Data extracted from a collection

_ _ _ _

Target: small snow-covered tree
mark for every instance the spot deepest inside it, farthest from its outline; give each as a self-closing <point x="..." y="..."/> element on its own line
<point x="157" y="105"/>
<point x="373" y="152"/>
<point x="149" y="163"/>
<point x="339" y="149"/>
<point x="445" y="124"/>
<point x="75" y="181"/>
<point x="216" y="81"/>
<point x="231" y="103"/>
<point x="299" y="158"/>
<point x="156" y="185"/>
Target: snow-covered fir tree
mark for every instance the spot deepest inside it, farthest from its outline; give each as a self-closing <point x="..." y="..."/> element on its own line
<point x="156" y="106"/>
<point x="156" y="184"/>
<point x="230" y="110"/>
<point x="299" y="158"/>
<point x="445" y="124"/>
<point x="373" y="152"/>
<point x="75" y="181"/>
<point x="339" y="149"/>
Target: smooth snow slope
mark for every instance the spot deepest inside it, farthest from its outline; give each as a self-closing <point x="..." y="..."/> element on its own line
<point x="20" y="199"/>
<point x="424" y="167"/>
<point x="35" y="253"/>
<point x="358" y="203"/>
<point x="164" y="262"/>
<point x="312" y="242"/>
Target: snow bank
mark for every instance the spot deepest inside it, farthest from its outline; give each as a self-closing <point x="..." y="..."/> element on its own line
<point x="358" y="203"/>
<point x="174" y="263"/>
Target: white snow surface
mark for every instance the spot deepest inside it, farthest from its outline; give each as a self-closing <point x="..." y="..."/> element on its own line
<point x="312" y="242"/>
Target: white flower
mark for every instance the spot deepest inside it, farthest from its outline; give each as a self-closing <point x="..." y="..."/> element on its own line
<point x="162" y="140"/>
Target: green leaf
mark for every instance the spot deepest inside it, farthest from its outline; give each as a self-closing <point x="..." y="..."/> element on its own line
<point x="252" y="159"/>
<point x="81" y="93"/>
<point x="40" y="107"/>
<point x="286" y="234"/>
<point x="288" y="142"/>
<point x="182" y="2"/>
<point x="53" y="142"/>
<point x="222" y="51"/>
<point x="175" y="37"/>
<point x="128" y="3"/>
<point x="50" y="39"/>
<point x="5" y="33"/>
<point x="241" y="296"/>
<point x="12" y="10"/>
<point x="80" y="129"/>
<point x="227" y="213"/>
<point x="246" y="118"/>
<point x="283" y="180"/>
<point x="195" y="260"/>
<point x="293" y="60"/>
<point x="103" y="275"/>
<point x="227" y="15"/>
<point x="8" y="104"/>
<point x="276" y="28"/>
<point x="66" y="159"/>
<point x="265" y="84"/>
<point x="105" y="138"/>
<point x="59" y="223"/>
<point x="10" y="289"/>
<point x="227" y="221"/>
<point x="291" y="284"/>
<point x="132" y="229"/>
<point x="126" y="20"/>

_ _ _ _

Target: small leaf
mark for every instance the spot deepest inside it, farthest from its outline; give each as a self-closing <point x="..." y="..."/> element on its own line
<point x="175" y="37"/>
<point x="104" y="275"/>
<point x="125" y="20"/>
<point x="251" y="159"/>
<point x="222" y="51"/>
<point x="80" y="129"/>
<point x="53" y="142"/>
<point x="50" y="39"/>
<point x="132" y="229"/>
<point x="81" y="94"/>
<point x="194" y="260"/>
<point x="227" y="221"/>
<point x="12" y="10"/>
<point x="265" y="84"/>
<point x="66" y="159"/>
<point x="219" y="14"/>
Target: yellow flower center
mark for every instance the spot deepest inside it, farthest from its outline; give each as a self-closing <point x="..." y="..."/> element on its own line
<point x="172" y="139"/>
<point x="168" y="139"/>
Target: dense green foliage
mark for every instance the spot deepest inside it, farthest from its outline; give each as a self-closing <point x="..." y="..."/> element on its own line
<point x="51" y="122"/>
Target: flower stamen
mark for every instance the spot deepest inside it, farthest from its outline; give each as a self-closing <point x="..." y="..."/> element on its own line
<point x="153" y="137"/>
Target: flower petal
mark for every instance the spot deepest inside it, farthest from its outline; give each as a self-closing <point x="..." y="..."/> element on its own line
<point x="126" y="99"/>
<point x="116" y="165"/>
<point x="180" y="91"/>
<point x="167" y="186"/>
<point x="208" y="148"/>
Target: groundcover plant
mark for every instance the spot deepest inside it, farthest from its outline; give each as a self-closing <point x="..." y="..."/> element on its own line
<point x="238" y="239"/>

_ _ _ _

Description of the task. Count the lines in the records above that contain the word "green", and reply with the number alone.

Task solution. 2